■ **Exercise objective**
Copy out the entries verbatim, from their first line through the line containing "593], [450, 600]]]", with both ends included and any pictures omitted.

>> start Material to process

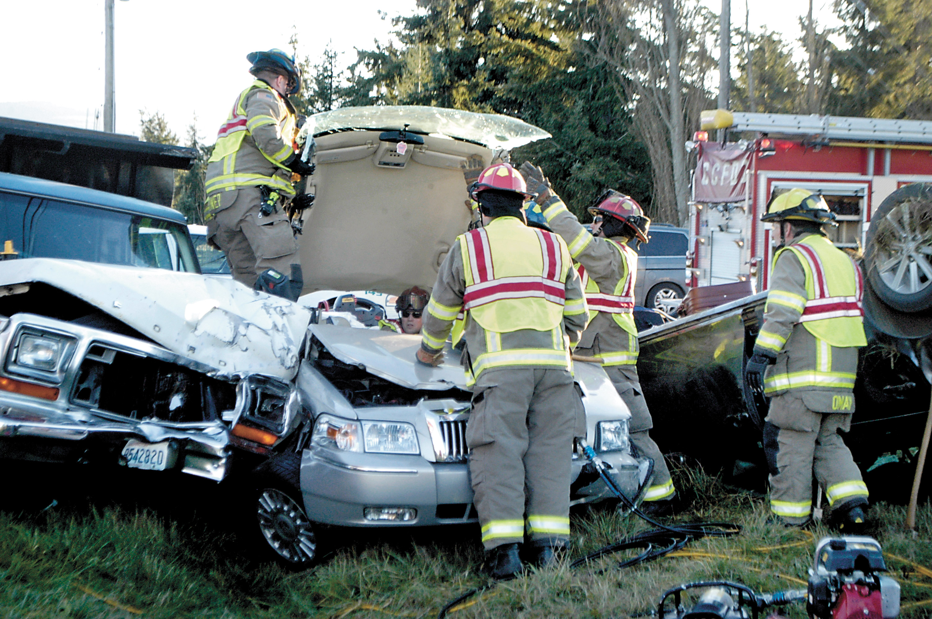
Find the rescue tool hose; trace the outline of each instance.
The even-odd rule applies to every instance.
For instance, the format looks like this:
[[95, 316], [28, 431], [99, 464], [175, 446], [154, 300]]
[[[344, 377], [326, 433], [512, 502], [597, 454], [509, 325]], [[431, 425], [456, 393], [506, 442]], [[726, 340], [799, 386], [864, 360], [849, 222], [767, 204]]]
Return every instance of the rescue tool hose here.
[[[618, 484], [609, 474], [608, 467], [605, 465], [605, 463], [603, 463], [602, 459], [596, 454], [596, 451], [587, 445], [584, 440], [578, 439], [578, 443], [582, 448], [582, 453], [589, 459], [589, 462], [592, 463], [593, 466], [596, 467], [596, 470], [598, 471], [599, 477], [602, 478], [606, 486], [609, 487], [609, 491], [619, 498], [622, 503], [624, 503], [631, 510], [631, 513], [636, 514], [638, 518], [650, 522], [653, 526], [657, 527], [657, 529], [644, 531], [635, 535], [624, 537], [614, 544], [603, 546], [596, 552], [576, 559], [569, 564], [569, 569], [574, 570], [586, 565], [590, 561], [599, 558], [600, 557], [610, 555], [620, 550], [643, 548], [644, 551], [637, 557], [632, 557], [631, 558], [618, 562], [618, 568], [627, 568], [632, 565], [637, 565], [639, 563], [651, 561], [655, 558], [660, 558], [661, 557], [675, 550], [679, 550], [692, 540], [698, 540], [703, 537], [731, 537], [741, 532], [741, 525], [733, 524], [732, 522], [687, 522], [673, 526], [667, 526], [657, 522], [638, 509], [635, 501], [628, 498], [627, 495], [622, 491], [622, 489], [618, 487]], [[644, 480], [644, 484], [647, 484], [650, 481], [650, 477], [649, 473], [648, 478]], [[638, 493], [638, 496], [640, 494]], [[608, 568], [599, 570], [596, 573], [604, 573], [607, 570]], [[445, 606], [444, 606], [443, 609], [441, 609], [440, 612], [437, 614], [437, 619], [445, 619], [447, 612], [455, 607], [463, 603], [470, 598], [482, 593], [483, 591], [488, 591], [496, 585], [497, 583], [489, 583], [483, 586], [477, 586], [474, 589], [470, 589], [466, 593], [450, 600]]]

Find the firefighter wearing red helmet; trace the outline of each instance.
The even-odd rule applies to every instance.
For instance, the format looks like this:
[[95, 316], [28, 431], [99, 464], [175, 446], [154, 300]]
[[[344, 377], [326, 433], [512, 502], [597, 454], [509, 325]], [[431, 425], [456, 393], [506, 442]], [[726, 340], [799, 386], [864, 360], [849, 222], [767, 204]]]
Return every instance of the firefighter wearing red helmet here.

>> end Material to process

■ **Task output**
Find the rescue tool hose; trace the outline of each instance.
The even-odd rule applies to every instance.
For instance, the format looks like this:
[[95, 316], [28, 431], [99, 464], [175, 446], [154, 300]]
[[[344, 377], [326, 433], [512, 502], [597, 454], [509, 325]], [[431, 425], [456, 393], [506, 442]], [[726, 340], [799, 386], [864, 360], [849, 222], [767, 204]]]
Return every instance of the rescue tool hose here.
[[[618, 484], [609, 474], [608, 467], [605, 465], [605, 463], [603, 463], [602, 459], [596, 454], [596, 451], [587, 445], [584, 440], [578, 439], [578, 443], [582, 448], [582, 453], [589, 459], [589, 462], [592, 463], [593, 466], [596, 467], [596, 470], [598, 471], [599, 477], [602, 478], [606, 486], [609, 487], [609, 491], [619, 498], [622, 503], [624, 503], [631, 510], [631, 513], [636, 514], [638, 518], [650, 522], [653, 526], [657, 527], [657, 529], [644, 531], [635, 535], [624, 537], [614, 544], [603, 546], [596, 552], [576, 559], [569, 564], [569, 569], [574, 570], [586, 565], [590, 561], [599, 558], [600, 557], [610, 555], [620, 550], [643, 548], [644, 551], [637, 557], [632, 557], [631, 558], [618, 562], [618, 568], [627, 568], [632, 565], [637, 565], [639, 563], [651, 561], [655, 558], [660, 558], [661, 557], [675, 550], [679, 550], [692, 540], [698, 540], [703, 537], [731, 537], [741, 532], [741, 525], [733, 524], [732, 522], [687, 522], [673, 526], [667, 526], [657, 522], [638, 509], [635, 501], [628, 498], [627, 495], [622, 491], [622, 489], [618, 487]], [[644, 480], [644, 484], [647, 484], [650, 481], [650, 477], [649, 473], [648, 478]], [[638, 493], [638, 496], [640, 494]], [[608, 568], [599, 570], [596, 573], [604, 573], [607, 570]], [[445, 606], [444, 606], [443, 609], [441, 609], [440, 612], [437, 614], [437, 619], [445, 619], [447, 612], [455, 607], [463, 603], [470, 598], [482, 593], [483, 591], [488, 591], [496, 585], [497, 583], [489, 583], [483, 586], [477, 586], [474, 589], [470, 589], [466, 593], [450, 600]]]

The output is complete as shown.